### Text provided

··········

Predicting Genetic Ancestry With Snapshot

Scientific analysis of human genomes from different parts of the world has shown that, on a global scale, modern humans divide genetically into seven continental populations: African, Middle Eastern, European, Central/South Asian, East Asian, Oceanian, and Native American1. These genetic divisions stem simply from the fact that these groups were isolated from one another for many generations, and thus each group has a unique genetic signature that can be used for identification. In order to determine a new subject's genetic ancestry, Parabon Snapshot analyzes tens of thousands of SNPs from a DNA sample to determine a person's percent membership in each of these global populations. Other forensic ancestry approaches assume that every individual comes from only a single population, so they can easily be confounded by admixed individuals, but Snapshot allows for contributions from multiple populations, so it can detect even low levels of admixture (<5%).

Global Ancestry Map

Global ancestry map showing mostly East Asian and Native/South American ancestry, with some European ancestry as well.

After global ancestry is determined, Snapshot's ancestry algorithm investigates which subpopulations (e.g., Northwest vs. Northeast Europe) an individual comes from. This analysis is robust to admixture, such that each piece of continental ancestry can be precisely localized within that continent. For example, the admixed East Asian and Latino example from the global map above was determined to have specifically Japanese, Central American, and Southwest European ancestry, as shown in the map below.

··········

### Data listing
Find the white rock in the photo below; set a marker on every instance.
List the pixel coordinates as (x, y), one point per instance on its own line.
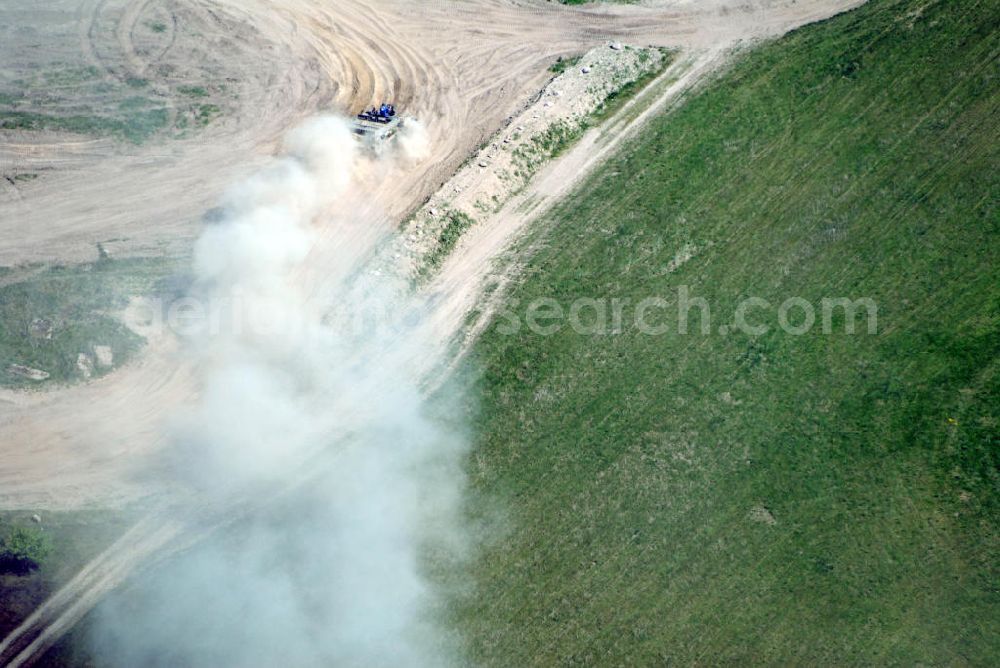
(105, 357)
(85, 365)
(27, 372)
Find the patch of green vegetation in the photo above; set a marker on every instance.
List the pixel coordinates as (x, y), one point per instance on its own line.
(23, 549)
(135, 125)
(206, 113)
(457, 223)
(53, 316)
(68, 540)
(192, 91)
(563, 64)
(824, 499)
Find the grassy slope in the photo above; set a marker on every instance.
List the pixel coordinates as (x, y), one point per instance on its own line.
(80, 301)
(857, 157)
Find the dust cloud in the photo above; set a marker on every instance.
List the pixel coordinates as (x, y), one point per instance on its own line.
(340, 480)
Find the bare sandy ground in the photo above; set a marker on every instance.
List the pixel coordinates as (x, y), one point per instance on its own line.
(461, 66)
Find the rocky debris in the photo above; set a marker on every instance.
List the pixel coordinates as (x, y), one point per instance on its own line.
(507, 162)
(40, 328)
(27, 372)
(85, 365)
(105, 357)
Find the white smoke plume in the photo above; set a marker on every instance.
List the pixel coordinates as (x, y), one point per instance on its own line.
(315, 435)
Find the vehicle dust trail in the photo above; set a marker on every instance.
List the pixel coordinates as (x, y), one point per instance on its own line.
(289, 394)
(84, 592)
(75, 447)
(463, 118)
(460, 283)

··········

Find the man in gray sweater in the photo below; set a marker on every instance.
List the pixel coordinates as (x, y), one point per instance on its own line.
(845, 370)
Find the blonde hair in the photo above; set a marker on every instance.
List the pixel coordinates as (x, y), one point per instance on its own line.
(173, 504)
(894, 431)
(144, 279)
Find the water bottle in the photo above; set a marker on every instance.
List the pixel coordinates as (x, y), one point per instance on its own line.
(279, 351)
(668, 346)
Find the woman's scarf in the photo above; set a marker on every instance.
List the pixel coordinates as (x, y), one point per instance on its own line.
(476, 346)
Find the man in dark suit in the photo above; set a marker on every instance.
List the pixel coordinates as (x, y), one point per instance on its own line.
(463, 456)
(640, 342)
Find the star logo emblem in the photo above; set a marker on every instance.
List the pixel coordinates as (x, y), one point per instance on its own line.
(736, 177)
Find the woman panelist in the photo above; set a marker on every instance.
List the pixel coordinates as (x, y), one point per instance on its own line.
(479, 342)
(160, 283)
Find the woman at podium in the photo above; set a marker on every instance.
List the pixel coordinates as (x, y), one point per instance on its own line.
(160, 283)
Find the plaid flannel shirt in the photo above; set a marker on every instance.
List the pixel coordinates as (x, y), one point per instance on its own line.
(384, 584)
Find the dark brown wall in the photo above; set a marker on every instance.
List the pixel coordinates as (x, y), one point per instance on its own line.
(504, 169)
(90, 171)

··········

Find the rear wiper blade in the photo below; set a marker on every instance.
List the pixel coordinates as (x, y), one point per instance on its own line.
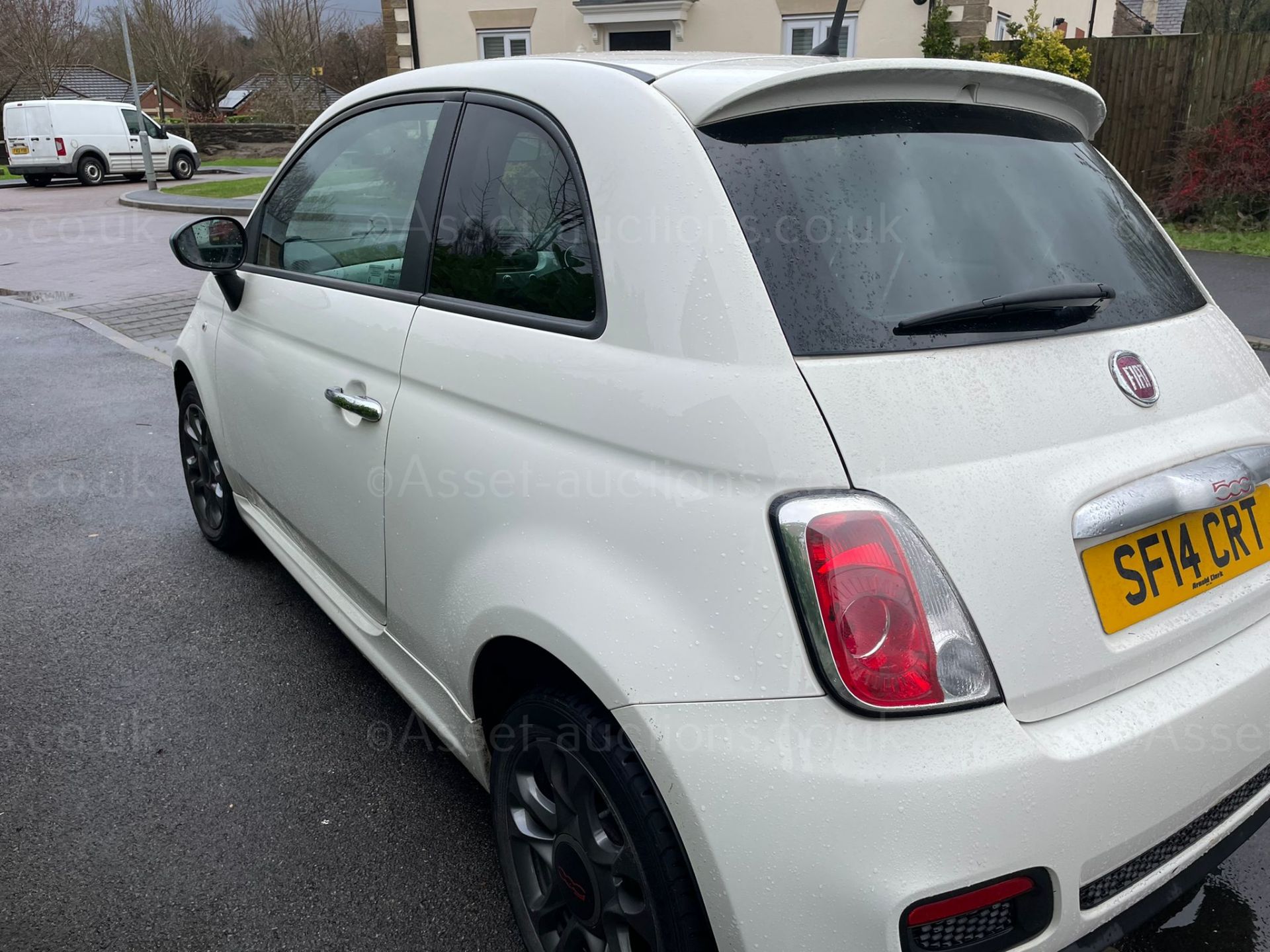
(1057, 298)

··········

### Exercise directions
Reproduce, word for word, the part of the genetic ancestry text starting with "Global ancestry map showing" and going on through "the map below.".

### Problem solution
Global ancestry map showing mostly East Asian and Native/South American ancestry, with some European ancestry as well.

After global ancestry is determined, Snapshot's ancestry algorithm investigates which subpopulations (e.g., Northwest vs. Northeast Europe) an individual comes from. This analysis is robust to admixture, such that each piece of continental ancestry can be precisely localized within that continent. For example, the admixed East Asian and Latino example from the global map above was determined to have specifically Japanese, Central American, and Southwest European ancestry, as shown in the map below.